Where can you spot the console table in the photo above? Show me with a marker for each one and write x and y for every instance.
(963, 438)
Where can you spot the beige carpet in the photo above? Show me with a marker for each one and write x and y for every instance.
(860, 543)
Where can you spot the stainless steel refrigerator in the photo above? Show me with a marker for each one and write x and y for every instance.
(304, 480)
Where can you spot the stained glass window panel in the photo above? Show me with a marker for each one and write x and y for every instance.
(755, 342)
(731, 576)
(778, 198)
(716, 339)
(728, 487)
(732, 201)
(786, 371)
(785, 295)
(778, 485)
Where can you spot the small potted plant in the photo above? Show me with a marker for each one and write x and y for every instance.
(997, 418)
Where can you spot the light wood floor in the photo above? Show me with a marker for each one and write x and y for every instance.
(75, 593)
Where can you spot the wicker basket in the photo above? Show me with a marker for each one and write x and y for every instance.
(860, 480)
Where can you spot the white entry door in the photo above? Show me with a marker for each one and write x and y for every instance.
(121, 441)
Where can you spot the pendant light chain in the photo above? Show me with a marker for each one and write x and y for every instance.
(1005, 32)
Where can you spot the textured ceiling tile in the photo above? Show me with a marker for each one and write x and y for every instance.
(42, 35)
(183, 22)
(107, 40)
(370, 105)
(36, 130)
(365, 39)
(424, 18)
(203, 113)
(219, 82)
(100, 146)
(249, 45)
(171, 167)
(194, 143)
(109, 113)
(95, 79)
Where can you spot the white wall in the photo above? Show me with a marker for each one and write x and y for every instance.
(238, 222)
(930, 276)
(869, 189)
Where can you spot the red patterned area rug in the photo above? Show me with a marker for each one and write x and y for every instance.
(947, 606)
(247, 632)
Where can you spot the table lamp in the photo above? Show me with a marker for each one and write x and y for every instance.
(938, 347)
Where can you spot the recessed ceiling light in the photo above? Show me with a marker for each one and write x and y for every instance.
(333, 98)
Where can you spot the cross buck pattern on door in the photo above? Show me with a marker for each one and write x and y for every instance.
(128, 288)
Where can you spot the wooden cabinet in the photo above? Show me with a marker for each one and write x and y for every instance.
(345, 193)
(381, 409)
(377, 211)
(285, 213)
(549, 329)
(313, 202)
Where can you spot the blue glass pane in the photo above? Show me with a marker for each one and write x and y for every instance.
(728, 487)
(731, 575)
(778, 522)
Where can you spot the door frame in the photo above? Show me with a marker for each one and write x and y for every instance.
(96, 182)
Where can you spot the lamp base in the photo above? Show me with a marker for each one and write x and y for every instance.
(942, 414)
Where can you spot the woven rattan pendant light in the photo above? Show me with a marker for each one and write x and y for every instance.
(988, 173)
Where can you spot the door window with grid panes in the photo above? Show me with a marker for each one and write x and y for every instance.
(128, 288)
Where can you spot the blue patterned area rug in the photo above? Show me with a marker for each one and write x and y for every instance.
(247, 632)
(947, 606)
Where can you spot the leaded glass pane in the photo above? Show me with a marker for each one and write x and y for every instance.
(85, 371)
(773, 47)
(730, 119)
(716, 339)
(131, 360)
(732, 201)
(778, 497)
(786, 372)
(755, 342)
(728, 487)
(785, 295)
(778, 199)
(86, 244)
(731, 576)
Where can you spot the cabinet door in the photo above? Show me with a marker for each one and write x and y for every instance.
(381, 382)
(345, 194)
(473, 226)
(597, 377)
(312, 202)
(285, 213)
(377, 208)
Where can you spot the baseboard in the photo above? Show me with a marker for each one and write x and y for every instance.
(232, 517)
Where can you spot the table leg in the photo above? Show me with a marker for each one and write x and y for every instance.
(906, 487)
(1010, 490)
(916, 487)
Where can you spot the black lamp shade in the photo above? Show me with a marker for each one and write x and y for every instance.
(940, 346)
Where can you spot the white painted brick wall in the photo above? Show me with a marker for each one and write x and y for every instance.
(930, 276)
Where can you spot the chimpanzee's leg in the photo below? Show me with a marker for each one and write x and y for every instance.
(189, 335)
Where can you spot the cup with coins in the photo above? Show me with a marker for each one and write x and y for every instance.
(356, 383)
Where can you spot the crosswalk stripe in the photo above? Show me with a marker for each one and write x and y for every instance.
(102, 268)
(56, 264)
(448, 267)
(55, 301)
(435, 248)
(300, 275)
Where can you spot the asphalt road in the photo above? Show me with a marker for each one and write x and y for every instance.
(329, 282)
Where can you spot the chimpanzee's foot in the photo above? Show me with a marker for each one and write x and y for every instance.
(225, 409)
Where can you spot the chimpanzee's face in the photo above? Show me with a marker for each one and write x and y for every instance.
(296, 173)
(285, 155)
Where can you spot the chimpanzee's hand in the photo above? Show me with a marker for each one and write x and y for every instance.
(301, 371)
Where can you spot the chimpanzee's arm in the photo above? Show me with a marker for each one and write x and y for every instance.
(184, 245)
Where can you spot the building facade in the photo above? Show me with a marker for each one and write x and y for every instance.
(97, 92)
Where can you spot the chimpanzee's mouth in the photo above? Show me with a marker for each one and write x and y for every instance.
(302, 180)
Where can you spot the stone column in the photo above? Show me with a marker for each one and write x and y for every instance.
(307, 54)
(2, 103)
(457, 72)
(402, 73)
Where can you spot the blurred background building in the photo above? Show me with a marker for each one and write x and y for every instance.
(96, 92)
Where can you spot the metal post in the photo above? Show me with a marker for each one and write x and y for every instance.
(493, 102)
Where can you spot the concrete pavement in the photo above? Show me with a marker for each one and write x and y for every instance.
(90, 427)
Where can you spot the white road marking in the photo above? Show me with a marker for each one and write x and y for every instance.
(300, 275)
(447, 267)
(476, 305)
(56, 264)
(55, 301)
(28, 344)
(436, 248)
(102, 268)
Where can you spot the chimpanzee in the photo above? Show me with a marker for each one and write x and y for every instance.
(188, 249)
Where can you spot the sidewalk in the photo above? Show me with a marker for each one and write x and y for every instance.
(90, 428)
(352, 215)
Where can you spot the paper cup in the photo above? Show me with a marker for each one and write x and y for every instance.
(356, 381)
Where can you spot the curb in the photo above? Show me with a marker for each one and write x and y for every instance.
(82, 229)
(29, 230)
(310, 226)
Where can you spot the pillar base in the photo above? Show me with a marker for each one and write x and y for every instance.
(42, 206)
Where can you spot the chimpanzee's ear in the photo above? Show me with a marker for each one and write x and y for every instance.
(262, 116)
+ + + +
**To be done**
Output all of the data above as a two-column CSV with the header row text,coordinates, one row per entry. Put each entry's wording and its coordinates in separate quoted fields, with any line breaks replaced by spaces.

**Answer in full**
text,coordinates
"Where can you spot the console table in the photo above? Show me with a marker for each one and write x and y for every instance.","(963, 438)"
"Where can you spot the beige carpet in the photo above? Show me with a marker for each one and write x and y for every instance.","(860, 543)"
"Where can you spot the stainless steel refrigerator in the photo above? Show me with a marker for each one and write x and y for every instance.","(304, 480)"
"Where can you spot the stained glass window panel in the photo above? Show me with a marker for each one and write x and y for every instance.","(755, 342) (731, 576) (778, 198) (716, 339) (728, 487) (732, 201) (786, 371) (785, 295) (778, 485)"
"Where can you spot the small potted plant in the photo above? Show me with a marker for each one and write x and y for every instance.","(997, 418)"
"Where can you spot the light wood floor in the photo above? Show me with a marker for each one and write x and y for every instance.","(75, 593)"
"Where can you spot the wicker basket in the photo above? Show me with a marker for each one and write x and y for every instance.","(860, 480)"
"Where can you spot the white entry door in the photo above? Show me with a marker for each one and write x and y for every instance.","(121, 441)"
"Where can you spot the pendant light chain in the photo above? Show me with a marker for each one and write x and y for every instance.","(1005, 32)"
"Where can you spot the textured ceiling tile in the photo above? Show me with a marker for each one and write x and y for every instance.","(42, 35) (183, 22) (107, 40) (370, 105) (36, 130) (365, 39) (424, 18) (203, 113) (219, 82) (100, 146) (249, 45) (171, 167) (194, 143) (109, 113) (95, 79)"
"Where can you spot the white wall in the photo above? Show me with a marker for each one and write x and y for every instance.","(238, 222) (930, 276) (869, 189)"
"Where can you spot the red patterned area rug in the photo above? Show me with a marker for each one and write x and y for every instance.","(947, 606) (247, 632)"
"Where can you spot the table lamp in the photo above? Show me with a marker for each one and write x and y for every instance.","(938, 347)"
"Where can you spot the recessed ceiling light in the photo above? Show me with a marker for each one and write x and y for every instance.","(333, 98)"
"Where can you spot the cross buck pattern on door in the photo above? Show me with a marker for each one and write x and y for every instance.","(128, 288)"
"Where can you spot the wooden cabinet in the photo above? Show me with a marker for each one and write x and y for every instance.","(345, 193) (381, 409) (377, 211) (285, 213) (549, 329) (313, 202)"
"Where can you spot the blue glass pane in the photo above? Show me with a marker for each one and write x and y for every instance.","(728, 487) (731, 575) (778, 522)"
"Where can you spot the door frame in the photo above? Show me with a marker for each one and write x and y for every instance.","(96, 182)"
"Where can you spot the lamp base in the photo above? Show me with a marker for each one and write x and y for every instance.","(942, 414)"
"Where can you spot the woven rattan pendant light in the photo above? Show me with a marker for each one and write x and y for every instance.","(988, 173)"
"Where can you spot the door window with grid panes in the photo above? Show me with a marker for each one and write x and y for every instance.","(128, 288)"
"Where can you spot the blue patterned area rug in the photo above? Show me with a marker for each one and write x and y for every instance.","(247, 632) (947, 606)"
"Where can you spot the leaded glass pane in the photo above? Show me with a marker for each one and write x and y for every instance.","(85, 371) (773, 47) (730, 119) (716, 339) (131, 360) (732, 201) (778, 497) (786, 372) (755, 342) (728, 487) (785, 295) (778, 199) (86, 244) (731, 576)"
"Where can you spot the cabinet door in the photo above? Show me with a marker for each one and write x and y for every instance.","(381, 382) (345, 194) (473, 226) (597, 377) (312, 202) (285, 213) (377, 208)"
"Where can you spot the baseboard in the photo above? Show me with a marker for each one and write x and y for every instance.","(232, 517)"
"Where can you spot the table leg in the photo above? Show me with a marker for each one and write x and y for every instance.","(906, 487) (1010, 490) (916, 487)"
"Where can you spot the black lamp shade in the photo above? Show me with a marker for each one and write x and y for every instance.","(940, 346)"
"Where can you spot the white painted brick wall in the photo above? Show me with a marker for each one and write x and y for every instance.","(930, 276)"
"Where can you spot the chimpanzee's leg in the photo below? Show me with a marker for each one and write x and y for every instance.","(189, 335)"
"Where can you spot the cup with coins in the photo above? Show me with a marker for each one and write x and y for every instance.","(356, 383)"
"Where can you spot the crosswalk stripe in the photo above? Show me with a marker for each one and write x and y for every instance.","(102, 268) (56, 264) (448, 267) (55, 301) (435, 248) (300, 275)"
"Where can you spot the asphalt road in the photo above? Show me with a marker for each one and write x and y for every instance.","(329, 282)"
"Where can you spot the chimpanzee's foot in the photo above? Show me with a marker for each one and write x and y for every instance.","(225, 409)"
"Where can you spot the chimpanzee's face in the photo above? Show me with a marker for each one and write x and y for every instance.","(296, 173) (285, 155)"
"Where can you spot the chimpanzee's hand in the photo above? Show me with a marker for each one and write x and y for every instance.","(301, 371)"
"Where can you spot the chimpanzee's arm in the photo above? Show me with a marker for each one and write x and y for every instance.","(184, 245)"
"Where can you spot the building facade in the photo above? Show me with a marker for each one and write x and y for every instance.","(97, 92)"
"Where can you spot the chimpanzee's mouth in the photo above? Show me with a marker for each one and write x and y for every instance.","(302, 180)"
"Where can you spot the stone column in the photo above? Show me with a marker for each one and write x and y for every instance.","(307, 54) (2, 103) (457, 72) (402, 73)"
"Where can you spot the blurred background building in the photo above? Show me with a marker for each one and write x and y for every instance.","(96, 92)"
"Where can you spot the metal post in the photo above? Show me with a marker for each one and write x and y for every instance.","(493, 102)"
"Where can you spot the concrete pavement in the photo above? Show me with a marker for each one and write x and y for every instance.","(90, 427)"
"Where can you spot the white road marking in the photo above? Show me with a marker for each one and write x and y for every instance.","(300, 275) (447, 267) (476, 305) (56, 264) (55, 301) (28, 344) (436, 248) (102, 268)"
"Where can you spot the chimpanzee in the photo above? Show me with a marker for each one and write x and y for every instance.","(188, 249)"
"Where can you spot the sidewalk in the photo above? Show me with a marker for each one and write x and y for every instance.","(90, 428) (352, 215)"
"Where can you spot the paper cup in the photo above? Show me with a marker for each one and write x and y for every instance.","(356, 381)"
"Where can you spot the curb in the photo above? Show me with a marker for each one and write x and y for every instance.","(82, 229) (29, 230) (310, 226)"
"Where can you spot the pillar base in the photo above? Show me with a marker for each one and write x and y for every instance.","(42, 206)"
"Where can you spot the chimpanzee's ear in the photo above? Show me with a marker for each one and write x and y for every instance.","(262, 116)"